Supplied passage:
◇ ◇ ◇ ◇ ◇ ◇ ◇

Major Expansion Slated For Business Entrepreneurial Center
Development project for West Philadelphia entrepreneurial facility is backed by Citizens Bank and Federal Government
The Enterprise Center Community Development Corporation (CDC) recently unveiled a major expansion project for its business incubator program that will create community wealth through entrepreneurship. The CDC will invest in the neighborhood's real estate infrastructure and serve as a catalyst in bringing back a new economic base by attracting growing new companies to 46th & Market. The end results will create a live, work and play environment with access to capital, technology, know-how (training) and a new generation of talent.
Envisioned in four phases, the Enterprise Heights project will contain 500,000 square feet of new and rehabilitated office, retail, green, parking, and transit-related space. Once completed it will be a new, first-class, $75 million entrepreneurial campus attracting credit, office tenants, retail, and financial and intellectual capital to West Philadelphia. The project's central location in the area will tie together other, seemingly far-flung investments, and solidify West Philadelphia's foothold in the regional economy. It will complement the investment in West Philadelphia that local institutions are making, help to anchor the activities already underway with the University City District, and leverage the reconstruction of SEPTA's Market-Frankford Elevated Rail Line (the El).
Phase One, set to begin during the first quarter of 2003, involves building a $13 million, 84,000-square-foot office/retail structure. This building will be dramatic to look at and provide a business environment with major amenities, including build-to-suit capability, state-of-the-art data and communications systems, energy efficient and environmentally conscious utility systems, all at a very cost effective rent.
"We are excited about spearheading this project and the opportunity to work with Citizens Bank, Community College of Philadelphia and SEPTA," said Della Clark, President of The Enterprise Center and Enterprise Heights. "The CDC will attract new businesses to West Philadelphia and a new generation of employees."
The Enterprise Center CDC, formed in December 2001, will be seeking institutional, corporate, and governmental tenants; high-tech start-ups and the VC firms that cultivate them; incubator graduates and "dorm-room start-ups;" and community-based organizations.
"The Enterprise Heights initiative is a major step in transforming West Philadelphia and bringing new jobs and opportunities to the neighborhood," said Stephen D. Steinour, Chairman and CEO of Citizens Bank of Pennsylvania. "By providing resources to help entrepreneurs pursue their dreams, the project will cultivate home-grown talent and help our City's new businesses succeed. Citizens' support is part of our ongoing commitment to programs that nurture small businesses, strengthen Philadelphia's economy and make a positive impact on our region."
In addition to the support of Citizens Bank, the U.S. Department of Commerce Economic Development Administration (EDA) has provided a $429,000 grant for the development of architectural designs and plans. According to Paul Raetsch, Regional Director of the EDA, "In the past half century, West Philadelphia did not have the capacity to amass the wealth and capital necessary to create new businesses, to create a restructured diverse economy, and to create new jobs. The Enterprise Center is making progress at addressing those economic problems."

◇ ◇ ◇ ◇ ◇ ◇ ◇

Provided material:
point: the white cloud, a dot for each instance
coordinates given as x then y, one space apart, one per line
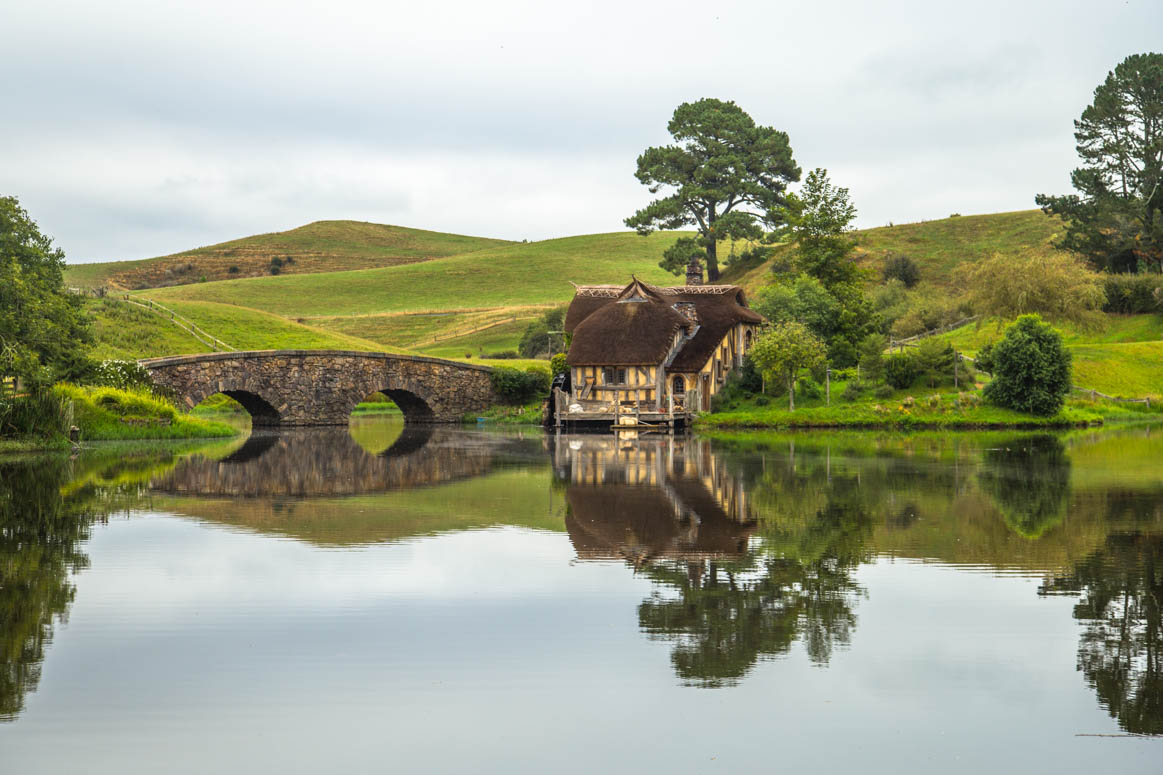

◇ ◇ ◇ ◇ ◇ ◇ ◇

Aim A:
Reproduce the Enterprise Heights article word for word from "Envisioned in four" to "Line (the El).".
Aim B:
Write the next part of the Enterprise Heights article, starting after its final sentence.
The data above comes from a separate source and is not part of the Enterprise Heights article.

Reply A:
Envisioned in four phases, the Enterprise Heights project will contain 500,000 square feet of new and rehabilitated office, retail, green, parking, and transit-related space. Once completed it will be a new, first-class, $75 million entrepreneurial campus attracting credit, office tenants, retail, and financial and intellectual capital to West Philadelphia. The project's central location in the area will tie together other, seemingly far-flung investments, and solidify West Philadelphia's foothold in the regional economy. It will complement the investment in West Philadelphia that local institutions are making, help to anchor the activities already underway with the University City District, and leverage the reconstruction of SEPTA's Market-Frankford Elevated Rail Line (the El).

Reply B:
The Enterprise Center trains thousands of entrepreneurs each year, some of them as young as 12 years old, and provides the key resources and hands on training necessary to become an industry leader. It is helping to create both new businesses and a new breed of innovative and socially responsible urban leaders. Since 1999, The Enterprise Center has created 371 new jobs. It serves as the incubator for 13 firms, 10 of which are housed in its West Philadelphia headquarters in the former home of the television show American Bandstand.
The Enterprise Center is one of America's premier urban business incubators. It was founded in 1989 with support from the Small Business Development Center at the University of Pennsylvania's Wharton School of Business. The Enterprise Center's mission is to develop entrepreneurs, grow businesses and revitalize its West Philadelphia neighborhoods near 46th and Market. For more information, visit The Enterprise Center's web site at www.theenterprisecenter.com.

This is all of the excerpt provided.